→ **Assignment**
Your response should consist of the data that follows, repeated in full without alteration.

[Start of Attachment]

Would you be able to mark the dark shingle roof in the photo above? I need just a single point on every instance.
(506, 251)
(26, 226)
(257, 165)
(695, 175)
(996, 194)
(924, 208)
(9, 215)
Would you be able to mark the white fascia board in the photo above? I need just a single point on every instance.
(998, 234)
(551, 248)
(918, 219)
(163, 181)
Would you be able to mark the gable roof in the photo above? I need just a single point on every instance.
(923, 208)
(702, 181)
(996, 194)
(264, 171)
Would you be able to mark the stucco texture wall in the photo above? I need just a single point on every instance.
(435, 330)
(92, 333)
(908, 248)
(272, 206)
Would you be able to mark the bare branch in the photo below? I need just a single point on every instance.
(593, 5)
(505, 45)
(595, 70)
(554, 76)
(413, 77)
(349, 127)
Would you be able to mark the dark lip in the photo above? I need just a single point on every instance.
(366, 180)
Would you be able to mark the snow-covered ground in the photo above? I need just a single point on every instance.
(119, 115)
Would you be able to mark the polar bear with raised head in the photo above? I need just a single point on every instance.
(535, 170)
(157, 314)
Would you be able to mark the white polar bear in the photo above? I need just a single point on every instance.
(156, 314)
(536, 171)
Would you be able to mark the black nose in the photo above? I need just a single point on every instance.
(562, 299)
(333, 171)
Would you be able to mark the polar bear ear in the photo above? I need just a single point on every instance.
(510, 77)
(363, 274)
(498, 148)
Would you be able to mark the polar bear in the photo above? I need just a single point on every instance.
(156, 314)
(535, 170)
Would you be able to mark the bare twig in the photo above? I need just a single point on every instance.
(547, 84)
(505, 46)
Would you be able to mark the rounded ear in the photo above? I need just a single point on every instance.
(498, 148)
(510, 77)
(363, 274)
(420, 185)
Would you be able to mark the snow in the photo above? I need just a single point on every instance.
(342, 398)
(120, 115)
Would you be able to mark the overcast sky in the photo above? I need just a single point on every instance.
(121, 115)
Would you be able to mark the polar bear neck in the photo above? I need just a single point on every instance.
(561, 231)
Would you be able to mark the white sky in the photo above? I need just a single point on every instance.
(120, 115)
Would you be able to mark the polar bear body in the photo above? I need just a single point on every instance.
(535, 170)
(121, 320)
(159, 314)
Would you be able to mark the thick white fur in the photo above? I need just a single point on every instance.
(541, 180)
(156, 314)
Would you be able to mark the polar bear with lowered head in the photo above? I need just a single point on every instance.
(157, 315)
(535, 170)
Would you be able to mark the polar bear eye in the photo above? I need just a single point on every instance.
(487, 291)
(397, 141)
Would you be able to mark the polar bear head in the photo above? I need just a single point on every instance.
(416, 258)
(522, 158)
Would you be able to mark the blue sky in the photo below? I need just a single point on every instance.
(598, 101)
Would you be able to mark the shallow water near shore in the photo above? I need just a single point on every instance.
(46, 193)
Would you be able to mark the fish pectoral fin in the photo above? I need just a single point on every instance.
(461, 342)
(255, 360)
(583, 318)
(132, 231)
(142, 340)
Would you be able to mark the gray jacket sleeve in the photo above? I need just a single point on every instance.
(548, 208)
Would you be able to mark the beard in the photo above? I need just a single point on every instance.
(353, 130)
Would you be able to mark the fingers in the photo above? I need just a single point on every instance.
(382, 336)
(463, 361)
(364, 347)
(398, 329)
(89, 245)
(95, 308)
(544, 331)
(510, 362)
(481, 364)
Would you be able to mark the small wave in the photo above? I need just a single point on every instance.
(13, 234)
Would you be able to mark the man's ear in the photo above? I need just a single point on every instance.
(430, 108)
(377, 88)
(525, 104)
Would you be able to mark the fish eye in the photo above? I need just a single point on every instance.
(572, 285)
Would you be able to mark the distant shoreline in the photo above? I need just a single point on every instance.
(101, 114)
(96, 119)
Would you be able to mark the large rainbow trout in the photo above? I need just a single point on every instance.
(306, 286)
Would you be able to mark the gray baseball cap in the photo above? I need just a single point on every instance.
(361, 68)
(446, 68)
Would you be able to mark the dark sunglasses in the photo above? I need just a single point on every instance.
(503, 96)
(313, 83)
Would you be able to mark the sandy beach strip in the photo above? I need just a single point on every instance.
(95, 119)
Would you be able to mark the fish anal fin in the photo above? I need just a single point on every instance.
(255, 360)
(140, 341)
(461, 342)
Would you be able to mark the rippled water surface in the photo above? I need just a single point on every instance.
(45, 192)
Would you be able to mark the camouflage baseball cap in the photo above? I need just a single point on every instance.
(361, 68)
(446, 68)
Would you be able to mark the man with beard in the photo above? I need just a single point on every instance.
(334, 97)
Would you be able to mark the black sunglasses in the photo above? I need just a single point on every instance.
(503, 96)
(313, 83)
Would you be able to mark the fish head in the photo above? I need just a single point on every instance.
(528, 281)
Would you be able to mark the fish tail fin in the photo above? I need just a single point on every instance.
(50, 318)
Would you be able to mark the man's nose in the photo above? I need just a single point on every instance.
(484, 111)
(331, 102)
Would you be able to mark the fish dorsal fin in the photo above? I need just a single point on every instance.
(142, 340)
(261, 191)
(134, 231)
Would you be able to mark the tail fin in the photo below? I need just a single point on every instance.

[End of Attachment]

→ **Response for this exercise**
Would you be able to mark the dark shingle roof in the photo above? I need just a single point on every instance.
(506, 251)
(26, 226)
(257, 165)
(695, 175)
(996, 194)
(924, 208)
(9, 215)
Would you be able to mark the white fascia board in the photo above? I need just a single point on every instance.
(998, 234)
(551, 248)
(918, 219)
(163, 181)
Would you be able to mark the gable roof in the photo above? I need just a single point on every instance.
(923, 208)
(702, 181)
(996, 194)
(264, 171)
Would you be able to mark the stucco texture wall in the photo above? I need just a single point on every instance.
(435, 330)
(92, 333)
(908, 248)
(272, 206)
Would you be able to mark the bare branch in the photo below? I need just a single point on every instance.
(593, 5)
(505, 45)
(595, 70)
(554, 76)
(413, 77)
(349, 127)
Would you be able to mark the dark lip in the photo above? I need just a single point on every instance.
(366, 180)
Would you be able to mark the snow-covered ground in the photo above? I need just a single point on every instance.
(119, 115)
Would you be able to mark the polar bear with raised head in the photo above? I need just a single point on every instance.
(535, 170)
(157, 314)
Would you be able to mark the white polar bear in the photo above? I need just a single point on every instance.
(156, 314)
(536, 171)
Would you be able to mark the black nose in the photo above? I need just a single point on every instance.
(562, 299)
(333, 171)
Would you be able to mark the polar bear ear in the photo above? I need just a single point on every instance.
(510, 77)
(363, 274)
(498, 148)
Would you be able to mark the polar bear in the photo above? I need just a single point on every instance.
(156, 314)
(535, 170)
Would you be able to mark the bare twig in the photo above? I need just a single point on every instance.
(547, 84)
(505, 46)
Would you be able to mark the rounded ear in the photo above? I need just a single point on every instance.
(498, 148)
(510, 77)
(363, 274)
(420, 185)
Would you be able to mark the snow in the photo above? I need just a single point on every instance.
(342, 398)
(120, 115)
Would you be able to mark the overcast sky in the photo above? I need just a single point on every instance.
(121, 115)
Would you be able to mark the polar bear neck in the photo above? I need just a single point on every instance.
(561, 231)
Would you be able to mark the white sky in the photo above? I need just a single point on every instance.
(120, 115)
Would you be able to mark the polar bear body in the photo above? I need just a single point on every instance.
(535, 170)
(121, 320)
(159, 314)
Would you be able to mark the thick white fur in the photo above? I need just a single point on every instance.
(541, 180)
(156, 314)
Would you be able to mark the polar bear with lowered head in the photo above? I need just a single point on every instance.
(157, 315)
(535, 170)
Would you be able to mark the polar bear eye in the photo above? I need just a single point on every instance.
(487, 291)
(397, 141)
Would you be able to mark the polar bear head in the photo above? I need just a single point on every instance.
(416, 258)
(522, 158)
Would you be able to mark the blue sky in the photo below? I need just a single point on every instance.
(598, 101)
Would you be able to mark the shallow water near shore in the photo above? I need just a single point on every instance.
(46, 193)
Would you be able to mark the fish pectoral fin in the photo above? I need just a single point on every instance.
(461, 342)
(255, 360)
(583, 318)
(132, 231)
(142, 340)
Would you be able to mark the gray jacket sleeve in the photo above? I need just a single point on every instance.
(548, 208)
Would you be able to mark the beard in the photo above? I need just a single point on every instance.
(353, 130)
Would you be able to mark the fingers in the photo above? I need just a single point on every instance.
(382, 336)
(463, 361)
(364, 347)
(398, 329)
(89, 245)
(95, 308)
(544, 331)
(510, 362)
(481, 364)
Would you be able to mark the small wave in the photo above? I need just a single point on every instance.
(13, 234)
Would you be able to mark the man's ear in the photo above? I need just a single point on every instance.
(430, 108)
(377, 88)
(525, 104)
Would you be able to mark the fish eye in the photo above? I need just a single point on every instance.
(572, 285)
Would you be able to mark the distant shoreline in the photo above? I need just a single point on every instance.
(101, 114)
(96, 119)
Would you be able to mark the large rainbow trout in the photo above? I need just a single point on every instance.
(306, 286)
Would you be able to mark the gray baseball cap in the photo above? I need just a single point on every instance.
(361, 68)
(446, 68)
Would you be able to mark the dark sunglasses in the photo above? I need just a single point on every instance.
(503, 96)
(313, 83)
Would you be able to mark the sandy beach strip in the photo above? I need just a single point on every instance.
(95, 119)
Would you be able to mark the fish anal fin in the photo above? I need just a single point on every instance.
(255, 360)
(140, 341)
(461, 342)
Would you be able to mark the rippled water surface in the photo above? I need just a single point on every instance.
(45, 192)
Would you be able to mark the camouflage baseball cap in the photo above? I need just a single point on every instance.
(361, 68)
(446, 68)
Would you be able to mark the man with beard in the photo above? I need just a single point on every instance.
(334, 97)
Would you be able to mark the black sunglasses in the photo above? I need just a single point on every instance.
(503, 96)
(313, 83)
Would you be able to mark the fish head in the photo above? I need just a single point on every instance.
(528, 281)
Would you be able to mark the fish tail fin in the photo above? I need just a single point on every instance.
(50, 318)
Would you be able to mark the man's nose in the photo above? I need just a single point on every instance.
(484, 111)
(331, 102)
Would you be able to mark the fish dorsal fin in the photo above? I need just a single point on every instance.
(142, 340)
(261, 191)
(134, 231)
Would you be able to mark the tail fin in the photo below? I need just a single point on every instance.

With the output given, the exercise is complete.